Aim of the task:
Extract every one of the records below word for word, leaving the pictures out.

Records supplied:

........

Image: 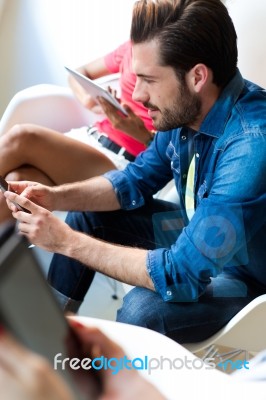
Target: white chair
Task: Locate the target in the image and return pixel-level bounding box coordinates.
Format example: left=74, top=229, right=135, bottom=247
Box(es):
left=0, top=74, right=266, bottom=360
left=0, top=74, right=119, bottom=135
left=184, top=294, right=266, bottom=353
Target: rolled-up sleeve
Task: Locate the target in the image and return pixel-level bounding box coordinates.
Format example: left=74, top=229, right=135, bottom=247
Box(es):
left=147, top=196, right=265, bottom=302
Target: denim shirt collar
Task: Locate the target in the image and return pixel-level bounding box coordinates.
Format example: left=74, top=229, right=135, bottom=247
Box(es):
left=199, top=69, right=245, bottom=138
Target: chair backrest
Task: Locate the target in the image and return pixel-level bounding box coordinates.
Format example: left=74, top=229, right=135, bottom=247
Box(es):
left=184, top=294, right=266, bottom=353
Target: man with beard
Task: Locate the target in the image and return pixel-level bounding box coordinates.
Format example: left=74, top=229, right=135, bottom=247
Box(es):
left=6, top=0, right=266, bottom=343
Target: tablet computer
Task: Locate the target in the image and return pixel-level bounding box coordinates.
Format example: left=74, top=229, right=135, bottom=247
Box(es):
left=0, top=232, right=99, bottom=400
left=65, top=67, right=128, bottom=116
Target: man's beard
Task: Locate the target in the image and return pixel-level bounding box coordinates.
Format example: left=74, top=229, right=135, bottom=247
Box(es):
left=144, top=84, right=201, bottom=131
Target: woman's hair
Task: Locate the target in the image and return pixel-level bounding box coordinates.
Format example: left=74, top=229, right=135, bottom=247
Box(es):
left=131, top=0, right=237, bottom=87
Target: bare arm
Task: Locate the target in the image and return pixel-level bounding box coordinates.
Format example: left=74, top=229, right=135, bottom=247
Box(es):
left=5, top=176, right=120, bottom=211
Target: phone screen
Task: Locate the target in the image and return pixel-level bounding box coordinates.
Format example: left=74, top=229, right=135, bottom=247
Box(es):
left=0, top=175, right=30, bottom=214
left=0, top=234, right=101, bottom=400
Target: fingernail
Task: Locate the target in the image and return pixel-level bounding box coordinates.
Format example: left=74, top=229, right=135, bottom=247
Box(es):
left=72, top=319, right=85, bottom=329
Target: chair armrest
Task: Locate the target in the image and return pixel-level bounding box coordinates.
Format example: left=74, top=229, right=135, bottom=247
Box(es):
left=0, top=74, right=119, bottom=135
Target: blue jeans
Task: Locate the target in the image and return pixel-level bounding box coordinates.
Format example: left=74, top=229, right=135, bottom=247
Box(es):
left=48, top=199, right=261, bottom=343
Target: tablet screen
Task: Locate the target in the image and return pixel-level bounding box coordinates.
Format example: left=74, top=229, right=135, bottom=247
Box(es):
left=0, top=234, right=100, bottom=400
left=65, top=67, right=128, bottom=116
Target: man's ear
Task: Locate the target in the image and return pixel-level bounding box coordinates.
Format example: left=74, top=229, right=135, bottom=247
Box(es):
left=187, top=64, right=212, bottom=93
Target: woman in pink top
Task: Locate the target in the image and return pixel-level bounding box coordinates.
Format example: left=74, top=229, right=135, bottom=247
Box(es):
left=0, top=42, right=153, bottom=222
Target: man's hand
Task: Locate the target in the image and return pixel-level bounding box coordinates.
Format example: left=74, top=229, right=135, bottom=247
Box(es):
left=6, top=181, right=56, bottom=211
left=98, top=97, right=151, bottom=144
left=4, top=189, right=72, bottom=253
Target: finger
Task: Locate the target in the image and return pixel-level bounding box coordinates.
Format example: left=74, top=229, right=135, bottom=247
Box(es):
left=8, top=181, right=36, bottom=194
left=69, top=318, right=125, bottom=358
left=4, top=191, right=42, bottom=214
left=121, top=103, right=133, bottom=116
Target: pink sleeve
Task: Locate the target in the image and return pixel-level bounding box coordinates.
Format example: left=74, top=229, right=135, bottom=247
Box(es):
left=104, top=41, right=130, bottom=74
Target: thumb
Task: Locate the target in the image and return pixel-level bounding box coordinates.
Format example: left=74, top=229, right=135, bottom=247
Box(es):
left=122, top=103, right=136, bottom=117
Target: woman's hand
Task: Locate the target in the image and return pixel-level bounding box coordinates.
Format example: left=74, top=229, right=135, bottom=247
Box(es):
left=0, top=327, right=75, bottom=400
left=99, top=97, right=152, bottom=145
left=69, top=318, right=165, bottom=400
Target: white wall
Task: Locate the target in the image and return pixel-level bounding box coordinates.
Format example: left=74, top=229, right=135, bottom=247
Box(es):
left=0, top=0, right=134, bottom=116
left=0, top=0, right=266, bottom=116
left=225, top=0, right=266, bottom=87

........

The solution:
Image: 
Target: white chair
Task: Locate the target in the image and return pixel-level bounding box coordinates.
Format example: left=74, top=229, right=135, bottom=247
Box(es):
left=0, top=74, right=266, bottom=360
left=0, top=74, right=119, bottom=135
left=184, top=294, right=266, bottom=353
Target: rolled-up sleeve
Task: Locate the target in the image and return pixel-level bounding box coordinates.
Format example: left=74, top=229, right=135, bottom=247
Box(es):
left=147, top=196, right=265, bottom=302
Target: denim shirt collar
Task: Locate the target in the image and return pixel-level bounding box coordinates.
Format example: left=74, top=229, right=135, bottom=247
Box(es):
left=199, top=69, right=245, bottom=138
Target: chair backrest
Task: Locate the target in the image and return pixel-level bounding box coordinates.
Format example: left=74, top=229, right=135, bottom=247
Box(es):
left=184, top=294, right=266, bottom=353
Target: man with beard
Task: Locate the target in the image and return pixel-level bounding box coordinates.
Format example: left=74, top=229, right=135, bottom=247
Box(es):
left=6, top=0, right=266, bottom=343
Target: tablet computer
Task: Locate the target in the image and return pixel-level bounding box coordinates.
Format example: left=74, top=229, right=135, bottom=247
Box(es):
left=0, top=232, right=99, bottom=400
left=65, top=67, right=128, bottom=116
Target: man's beard
Task: Locate the target in the image and return pixel-level bounding box coordinates.
Format example: left=74, top=229, right=135, bottom=247
Box(es):
left=144, top=84, right=201, bottom=131
Target: woman's hair
Task: Locate the target in the image and return pixel-level bounding box coordinates.
Format example: left=74, top=229, right=135, bottom=247
Box(es):
left=131, top=0, right=237, bottom=87
Target: bare arm
Task: Locate the target in the image and return pixel-level bounding box coordinates.
Format example: left=74, top=229, right=135, bottom=247
Box(es):
left=5, top=176, right=120, bottom=211
Target: phone screen
Task: Locate the target in the image and return pixel-level bounding box coordinates.
Format example: left=74, top=229, right=135, bottom=247
Box(es):
left=0, top=175, right=30, bottom=214
left=0, top=234, right=101, bottom=400
Target: fingernail
Task: Locate the target in the image and return pixel-level bounding box coordinates.
Format example: left=74, top=229, right=135, bottom=247
Box(es):
left=72, top=319, right=85, bottom=329
Target: chair armrest
Task: Locate the target in the image and return pixel-level bounding box coordinates.
Format example: left=74, top=229, right=135, bottom=247
Box(es):
left=0, top=74, right=119, bottom=135
Target: blue jeans
Task: Locate the target in the image and return pixel-level bounding box coordinates.
Format example: left=74, top=229, right=135, bottom=247
Box(es):
left=48, top=199, right=261, bottom=343
Target: tablet screen
Task: Locate the target in the image and return pixel-level bounding box coordinates.
Format example: left=74, top=229, right=135, bottom=247
Box(es):
left=0, top=234, right=100, bottom=400
left=65, top=67, right=128, bottom=116
Target: man's ear
Task: Locate the target in the image and return pixel-level bounding box coordinates.
Format example: left=74, top=229, right=135, bottom=247
Box(es):
left=187, top=64, right=212, bottom=93
Target: woman in pink top
Task: Locate the target in the image and return pixel-level bounding box coordinates.
Format example: left=74, top=229, right=135, bottom=247
Box(es):
left=0, top=42, right=153, bottom=222
Target: man's hand
Task: Locate the target in the image and return pixel-level bounding box coordinates.
Format example: left=74, top=229, right=135, bottom=247
Box(es):
left=6, top=181, right=56, bottom=211
left=98, top=97, right=151, bottom=144
left=4, top=189, right=72, bottom=253
Target: finger
Task: Locate the target in the image and return pixel-level bounding box coordinates.
Format example: left=74, top=229, right=135, bottom=247
Box(es):
left=8, top=181, right=36, bottom=194
left=69, top=318, right=125, bottom=358
left=4, top=191, right=42, bottom=214
left=121, top=103, right=133, bottom=116
Target: pink sleeve
Task: Locate the target in the image and return pixel-level bounding box coordinates.
Format example: left=74, top=229, right=135, bottom=247
Box(es):
left=104, top=41, right=130, bottom=74
Target: thumb
Task: Locate the target in the image and return pixel-level bounding box coordinates.
Format example: left=74, top=229, right=135, bottom=247
Box(es):
left=122, top=103, right=136, bottom=117
Target: woman's hand
Task: Locate the target in the image and return pixel-level bounding box coordinates.
Format example: left=74, top=229, right=135, bottom=247
Box(es):
left=0, top=327, right=75, bottom=400
left=99, top=97, right=152, bottom=145
left=69, top=318, right=165, bottom=400
Target: white wall
Task: Locate the target in the image and return pixel-level bounding box coordinates.
Format example: left=74, top=229, right=135, bottom=247
Box(es):
left=0, top=0, right=134, bottom=116
left=0, top=0, right=266, bottom=116
left=225, top=0, right=266, bottom=87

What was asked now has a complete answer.